EXERCISE DATA:
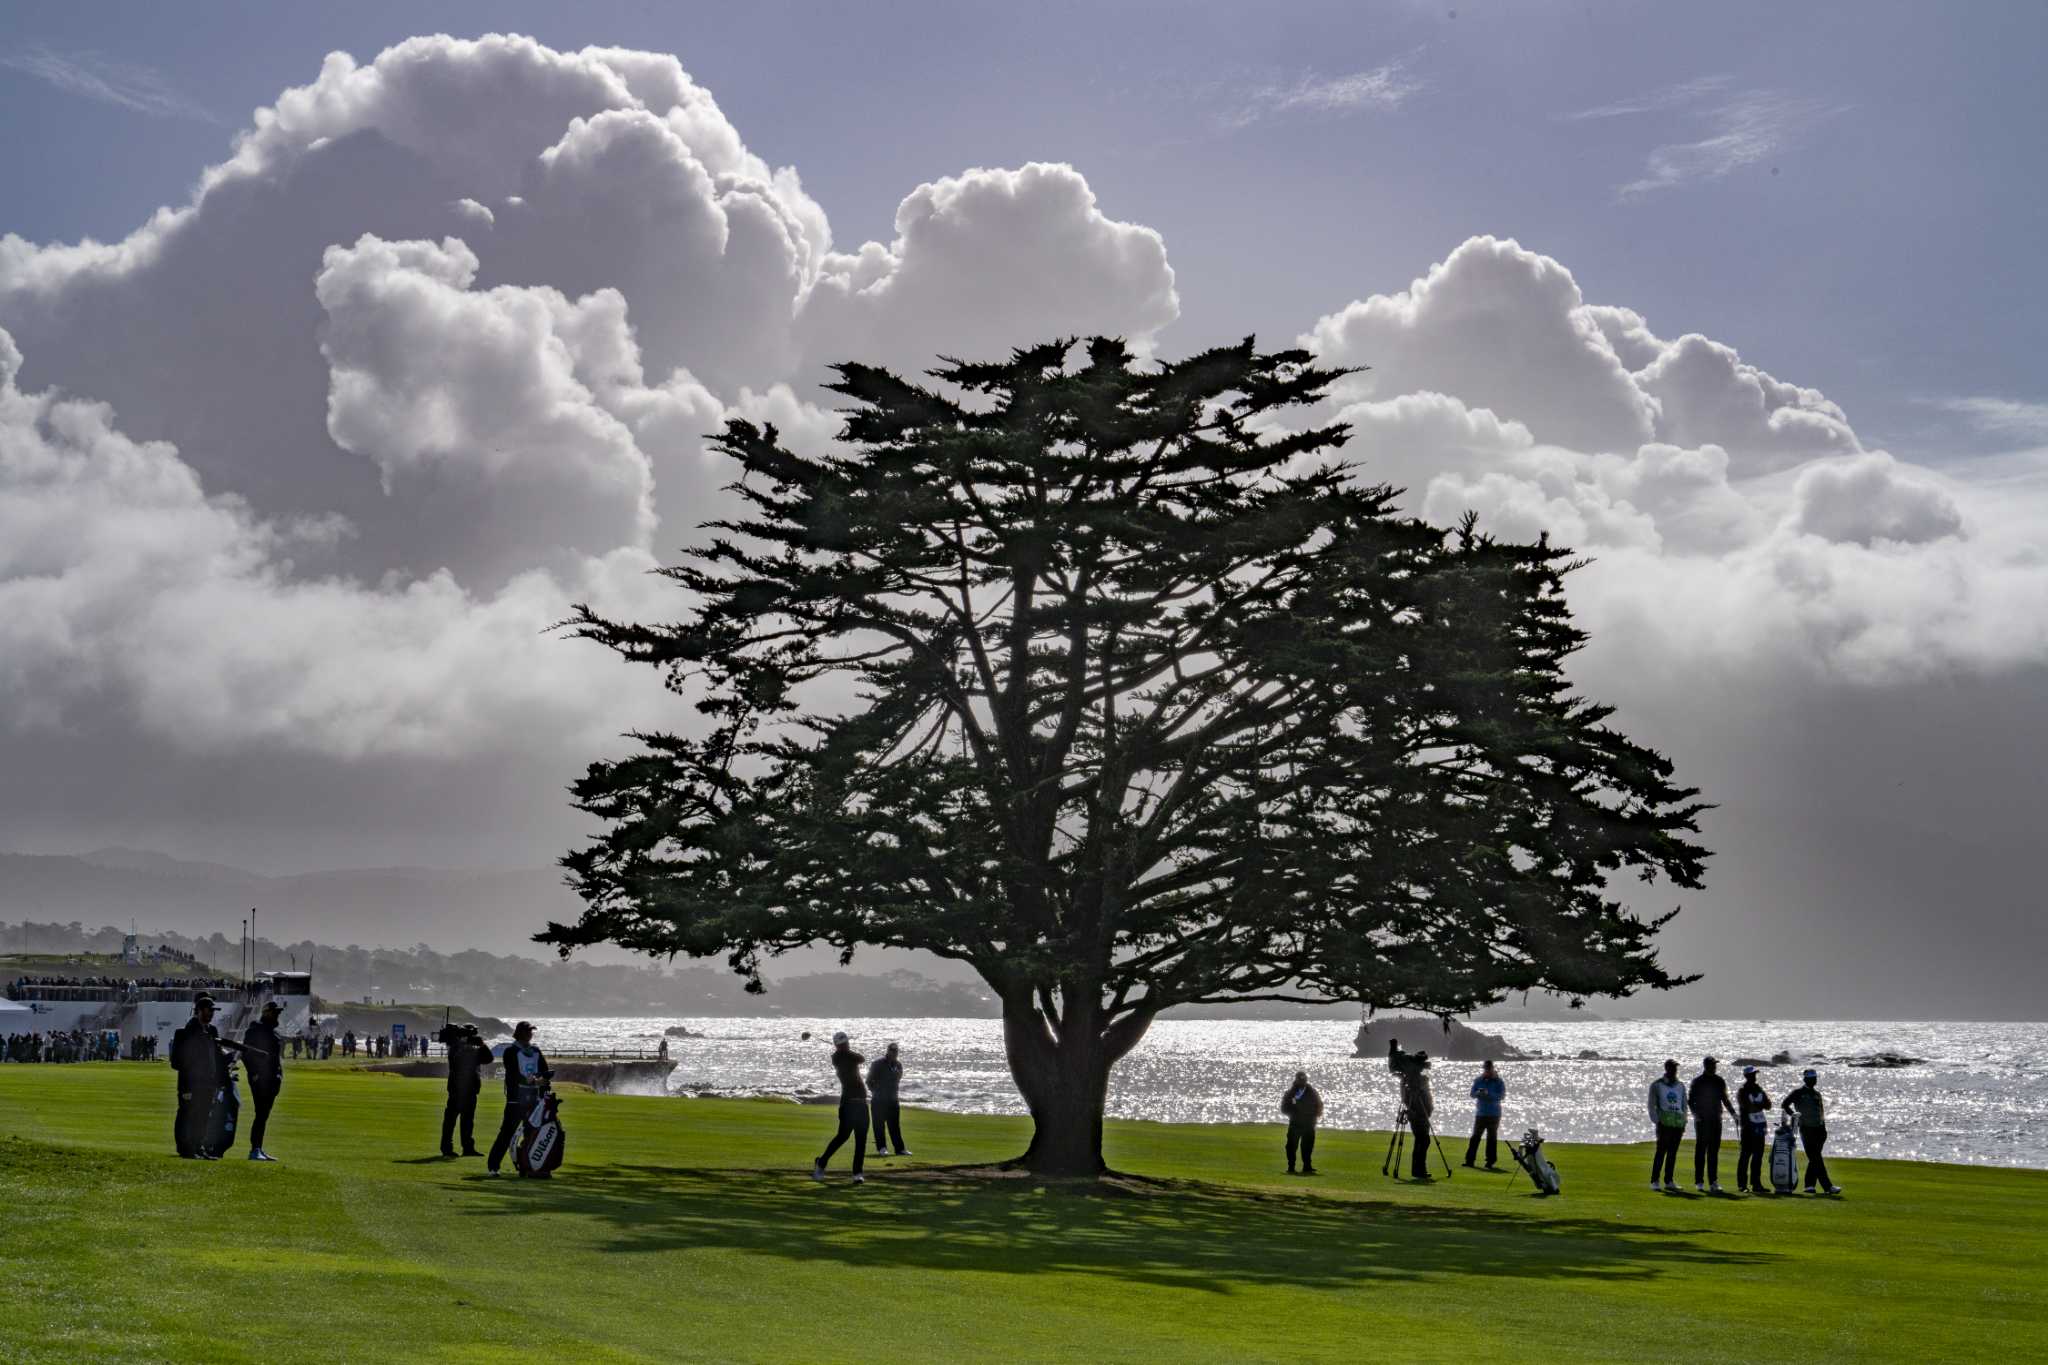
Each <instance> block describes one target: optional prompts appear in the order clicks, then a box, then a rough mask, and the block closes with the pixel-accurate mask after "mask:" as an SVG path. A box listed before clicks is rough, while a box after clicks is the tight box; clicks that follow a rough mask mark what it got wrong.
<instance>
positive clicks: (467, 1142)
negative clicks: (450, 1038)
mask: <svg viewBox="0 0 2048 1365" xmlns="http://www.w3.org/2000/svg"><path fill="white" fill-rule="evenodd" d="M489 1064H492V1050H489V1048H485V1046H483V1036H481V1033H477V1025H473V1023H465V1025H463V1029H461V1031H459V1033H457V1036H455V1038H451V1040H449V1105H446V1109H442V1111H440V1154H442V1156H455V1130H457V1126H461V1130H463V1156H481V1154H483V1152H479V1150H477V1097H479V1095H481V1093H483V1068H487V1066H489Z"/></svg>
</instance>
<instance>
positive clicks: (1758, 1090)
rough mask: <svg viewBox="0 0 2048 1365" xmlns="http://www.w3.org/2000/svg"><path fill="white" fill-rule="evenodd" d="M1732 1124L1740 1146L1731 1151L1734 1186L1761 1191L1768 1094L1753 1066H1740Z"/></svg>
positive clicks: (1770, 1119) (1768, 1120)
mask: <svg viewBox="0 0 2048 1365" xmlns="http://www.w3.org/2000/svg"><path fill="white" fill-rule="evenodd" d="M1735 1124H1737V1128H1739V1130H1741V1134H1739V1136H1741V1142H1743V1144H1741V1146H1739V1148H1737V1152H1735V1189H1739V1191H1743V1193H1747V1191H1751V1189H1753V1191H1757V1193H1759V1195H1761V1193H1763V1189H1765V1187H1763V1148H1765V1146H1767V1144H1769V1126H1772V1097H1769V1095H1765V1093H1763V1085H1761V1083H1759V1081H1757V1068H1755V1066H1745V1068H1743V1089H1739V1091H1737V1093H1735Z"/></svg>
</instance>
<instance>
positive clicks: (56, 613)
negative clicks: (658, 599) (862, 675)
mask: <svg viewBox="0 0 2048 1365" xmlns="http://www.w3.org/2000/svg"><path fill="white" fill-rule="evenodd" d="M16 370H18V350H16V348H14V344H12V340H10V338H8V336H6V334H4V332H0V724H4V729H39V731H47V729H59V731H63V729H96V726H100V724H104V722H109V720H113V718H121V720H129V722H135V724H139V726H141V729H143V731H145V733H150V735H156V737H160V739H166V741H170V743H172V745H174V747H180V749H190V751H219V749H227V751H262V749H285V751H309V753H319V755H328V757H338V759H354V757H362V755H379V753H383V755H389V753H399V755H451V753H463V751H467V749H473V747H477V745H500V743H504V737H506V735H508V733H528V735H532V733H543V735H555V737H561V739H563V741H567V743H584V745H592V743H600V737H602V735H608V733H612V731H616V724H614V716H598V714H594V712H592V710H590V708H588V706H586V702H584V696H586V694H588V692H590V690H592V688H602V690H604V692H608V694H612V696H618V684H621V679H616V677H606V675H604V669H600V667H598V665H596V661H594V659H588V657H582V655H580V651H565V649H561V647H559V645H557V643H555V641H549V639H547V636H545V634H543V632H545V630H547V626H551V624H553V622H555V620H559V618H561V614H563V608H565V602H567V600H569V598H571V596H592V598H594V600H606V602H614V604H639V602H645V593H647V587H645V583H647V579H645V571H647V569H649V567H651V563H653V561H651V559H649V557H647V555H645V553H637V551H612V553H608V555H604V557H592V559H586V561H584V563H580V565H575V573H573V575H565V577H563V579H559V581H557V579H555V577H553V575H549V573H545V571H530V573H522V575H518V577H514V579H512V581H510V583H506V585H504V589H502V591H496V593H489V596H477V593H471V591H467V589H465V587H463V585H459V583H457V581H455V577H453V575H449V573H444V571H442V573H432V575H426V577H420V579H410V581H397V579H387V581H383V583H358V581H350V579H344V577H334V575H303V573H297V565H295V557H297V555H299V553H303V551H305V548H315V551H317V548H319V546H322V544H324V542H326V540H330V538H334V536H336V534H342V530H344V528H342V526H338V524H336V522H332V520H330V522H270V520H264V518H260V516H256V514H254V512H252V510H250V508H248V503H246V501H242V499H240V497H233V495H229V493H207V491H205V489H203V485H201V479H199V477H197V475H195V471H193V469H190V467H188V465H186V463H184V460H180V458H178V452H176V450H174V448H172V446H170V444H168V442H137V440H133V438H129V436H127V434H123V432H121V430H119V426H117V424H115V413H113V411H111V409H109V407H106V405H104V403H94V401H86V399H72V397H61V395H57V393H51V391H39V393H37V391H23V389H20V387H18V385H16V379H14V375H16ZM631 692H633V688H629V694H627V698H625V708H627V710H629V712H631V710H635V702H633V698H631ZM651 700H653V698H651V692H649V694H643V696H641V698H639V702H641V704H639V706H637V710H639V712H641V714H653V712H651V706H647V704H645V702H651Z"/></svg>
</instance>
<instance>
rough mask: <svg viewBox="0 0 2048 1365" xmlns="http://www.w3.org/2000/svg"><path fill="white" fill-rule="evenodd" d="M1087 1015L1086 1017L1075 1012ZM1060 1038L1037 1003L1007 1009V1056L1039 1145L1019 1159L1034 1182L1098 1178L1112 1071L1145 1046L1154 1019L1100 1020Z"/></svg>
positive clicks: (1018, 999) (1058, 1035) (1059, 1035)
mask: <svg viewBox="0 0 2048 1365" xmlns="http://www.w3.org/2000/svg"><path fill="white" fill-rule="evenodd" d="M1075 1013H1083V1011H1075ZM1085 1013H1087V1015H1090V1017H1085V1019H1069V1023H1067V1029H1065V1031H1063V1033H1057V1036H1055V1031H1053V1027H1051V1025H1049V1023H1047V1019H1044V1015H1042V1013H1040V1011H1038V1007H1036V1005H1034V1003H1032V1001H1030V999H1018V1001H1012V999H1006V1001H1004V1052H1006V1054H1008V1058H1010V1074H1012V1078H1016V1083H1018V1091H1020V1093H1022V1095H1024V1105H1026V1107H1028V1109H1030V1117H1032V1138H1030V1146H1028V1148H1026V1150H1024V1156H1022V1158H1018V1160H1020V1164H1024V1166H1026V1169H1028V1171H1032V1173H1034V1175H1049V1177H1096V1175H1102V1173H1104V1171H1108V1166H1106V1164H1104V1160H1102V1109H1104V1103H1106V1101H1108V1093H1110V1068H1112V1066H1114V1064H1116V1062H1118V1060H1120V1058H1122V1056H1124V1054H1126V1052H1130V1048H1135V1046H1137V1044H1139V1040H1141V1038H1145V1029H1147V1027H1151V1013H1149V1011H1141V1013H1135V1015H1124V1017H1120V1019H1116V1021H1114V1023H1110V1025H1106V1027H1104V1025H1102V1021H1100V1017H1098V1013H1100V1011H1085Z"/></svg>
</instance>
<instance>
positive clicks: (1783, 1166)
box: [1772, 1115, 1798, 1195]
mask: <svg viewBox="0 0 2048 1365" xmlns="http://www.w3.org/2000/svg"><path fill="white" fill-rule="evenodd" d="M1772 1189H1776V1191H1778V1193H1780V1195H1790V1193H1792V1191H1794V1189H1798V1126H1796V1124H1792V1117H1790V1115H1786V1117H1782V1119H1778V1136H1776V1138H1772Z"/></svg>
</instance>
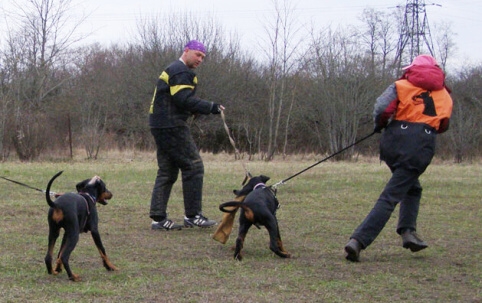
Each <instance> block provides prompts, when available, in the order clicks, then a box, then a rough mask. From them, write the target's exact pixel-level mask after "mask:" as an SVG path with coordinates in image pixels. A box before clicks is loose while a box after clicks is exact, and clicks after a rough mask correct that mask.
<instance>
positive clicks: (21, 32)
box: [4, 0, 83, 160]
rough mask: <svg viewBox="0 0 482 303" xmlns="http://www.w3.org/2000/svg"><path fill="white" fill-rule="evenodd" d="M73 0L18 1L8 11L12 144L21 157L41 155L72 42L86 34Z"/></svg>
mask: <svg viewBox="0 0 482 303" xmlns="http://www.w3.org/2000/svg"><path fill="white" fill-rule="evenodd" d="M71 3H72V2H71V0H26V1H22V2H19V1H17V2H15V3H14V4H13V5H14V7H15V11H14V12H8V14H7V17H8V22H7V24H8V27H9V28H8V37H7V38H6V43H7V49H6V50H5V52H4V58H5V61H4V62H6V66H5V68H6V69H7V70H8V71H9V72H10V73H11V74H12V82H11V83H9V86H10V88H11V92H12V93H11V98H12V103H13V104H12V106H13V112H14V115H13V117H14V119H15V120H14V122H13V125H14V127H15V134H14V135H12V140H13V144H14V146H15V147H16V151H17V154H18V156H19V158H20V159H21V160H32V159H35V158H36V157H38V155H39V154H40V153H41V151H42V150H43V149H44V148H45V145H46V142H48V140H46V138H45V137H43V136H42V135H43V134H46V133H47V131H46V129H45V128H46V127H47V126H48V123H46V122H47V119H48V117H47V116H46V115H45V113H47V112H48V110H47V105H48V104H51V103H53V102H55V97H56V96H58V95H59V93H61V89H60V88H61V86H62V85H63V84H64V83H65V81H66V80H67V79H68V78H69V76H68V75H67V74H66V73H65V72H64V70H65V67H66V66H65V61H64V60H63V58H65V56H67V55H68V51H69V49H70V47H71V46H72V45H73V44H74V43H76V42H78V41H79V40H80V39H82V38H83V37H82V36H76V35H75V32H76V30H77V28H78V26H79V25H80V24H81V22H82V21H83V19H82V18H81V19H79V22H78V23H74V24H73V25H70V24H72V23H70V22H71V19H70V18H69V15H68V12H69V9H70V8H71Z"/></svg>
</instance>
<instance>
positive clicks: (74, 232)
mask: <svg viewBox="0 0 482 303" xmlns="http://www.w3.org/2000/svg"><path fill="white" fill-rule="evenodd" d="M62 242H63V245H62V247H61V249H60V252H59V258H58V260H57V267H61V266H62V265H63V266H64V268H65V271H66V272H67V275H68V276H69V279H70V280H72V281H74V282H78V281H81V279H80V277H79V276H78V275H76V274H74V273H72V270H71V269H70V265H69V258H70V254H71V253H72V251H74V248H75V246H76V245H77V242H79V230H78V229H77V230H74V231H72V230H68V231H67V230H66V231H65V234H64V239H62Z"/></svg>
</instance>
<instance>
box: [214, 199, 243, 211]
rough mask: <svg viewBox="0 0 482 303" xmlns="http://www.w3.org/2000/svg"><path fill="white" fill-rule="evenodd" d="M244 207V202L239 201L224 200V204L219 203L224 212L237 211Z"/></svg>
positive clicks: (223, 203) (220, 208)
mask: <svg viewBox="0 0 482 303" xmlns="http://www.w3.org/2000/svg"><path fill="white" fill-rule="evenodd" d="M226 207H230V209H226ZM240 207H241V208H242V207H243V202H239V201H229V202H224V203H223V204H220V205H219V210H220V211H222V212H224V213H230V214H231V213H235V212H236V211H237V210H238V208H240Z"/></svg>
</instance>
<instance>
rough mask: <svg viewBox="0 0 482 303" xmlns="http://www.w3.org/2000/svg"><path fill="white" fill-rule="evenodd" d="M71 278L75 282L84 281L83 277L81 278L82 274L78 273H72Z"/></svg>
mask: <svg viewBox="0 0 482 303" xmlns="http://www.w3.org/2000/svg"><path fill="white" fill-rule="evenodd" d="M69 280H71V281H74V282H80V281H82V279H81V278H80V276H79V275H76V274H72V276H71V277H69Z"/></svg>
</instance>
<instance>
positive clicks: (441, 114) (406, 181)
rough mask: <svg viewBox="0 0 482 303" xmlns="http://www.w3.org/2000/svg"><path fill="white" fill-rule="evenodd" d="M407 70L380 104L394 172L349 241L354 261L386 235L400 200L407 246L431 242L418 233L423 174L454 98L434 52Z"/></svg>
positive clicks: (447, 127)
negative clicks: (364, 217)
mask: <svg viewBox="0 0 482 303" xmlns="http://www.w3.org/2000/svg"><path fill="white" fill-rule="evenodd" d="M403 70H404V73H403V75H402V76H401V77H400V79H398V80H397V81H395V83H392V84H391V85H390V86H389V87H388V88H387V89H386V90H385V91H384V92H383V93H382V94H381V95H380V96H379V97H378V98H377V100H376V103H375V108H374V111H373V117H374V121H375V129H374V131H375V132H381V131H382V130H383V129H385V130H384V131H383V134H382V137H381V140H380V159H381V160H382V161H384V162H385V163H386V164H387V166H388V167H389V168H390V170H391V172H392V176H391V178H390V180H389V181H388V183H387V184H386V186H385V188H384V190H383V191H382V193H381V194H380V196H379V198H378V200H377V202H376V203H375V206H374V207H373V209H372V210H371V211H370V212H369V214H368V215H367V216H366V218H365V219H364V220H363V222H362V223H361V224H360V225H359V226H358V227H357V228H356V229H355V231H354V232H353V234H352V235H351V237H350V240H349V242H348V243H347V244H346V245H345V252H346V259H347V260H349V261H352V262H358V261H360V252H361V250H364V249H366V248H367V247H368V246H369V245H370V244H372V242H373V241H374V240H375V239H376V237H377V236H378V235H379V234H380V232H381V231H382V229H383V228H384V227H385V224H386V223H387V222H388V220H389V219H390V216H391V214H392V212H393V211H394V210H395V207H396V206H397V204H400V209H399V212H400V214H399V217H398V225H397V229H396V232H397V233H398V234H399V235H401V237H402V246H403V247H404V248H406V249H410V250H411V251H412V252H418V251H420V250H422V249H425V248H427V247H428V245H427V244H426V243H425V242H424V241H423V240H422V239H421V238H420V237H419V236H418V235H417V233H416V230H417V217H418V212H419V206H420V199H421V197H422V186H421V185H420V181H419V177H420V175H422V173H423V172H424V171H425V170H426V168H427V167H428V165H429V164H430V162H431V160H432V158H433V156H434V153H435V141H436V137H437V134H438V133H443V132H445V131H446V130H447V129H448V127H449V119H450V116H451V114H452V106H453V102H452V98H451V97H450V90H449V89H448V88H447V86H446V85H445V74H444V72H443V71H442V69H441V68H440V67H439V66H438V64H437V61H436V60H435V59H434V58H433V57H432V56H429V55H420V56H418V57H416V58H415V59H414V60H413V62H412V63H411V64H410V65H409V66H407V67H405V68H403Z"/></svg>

WHAT TO PRODUCE:
Extract every line of the records above that contains the word "target".

WRITTEN RESPONSE:
Each <instance> block describes one target: optional prompts appear in the order clicks, then a box, then a rough mask, and the block closes with the pixel-accurate mask after "mask:" as an SVG path. A box listed before clicks is rough, while a box after clicks is the tight box; clicks that follow a rough mask mark what it got wrong.
Each <instance> block provides prompts, when available, in the order clicks, then a box, then a rough mask. From them, write the target's exact pixel-level mask after "mask:" as an SVG path with coordinates in image pixels. A box before clicks is loose while a box after clicks is exact, and clicks after a rough mask correct that mask.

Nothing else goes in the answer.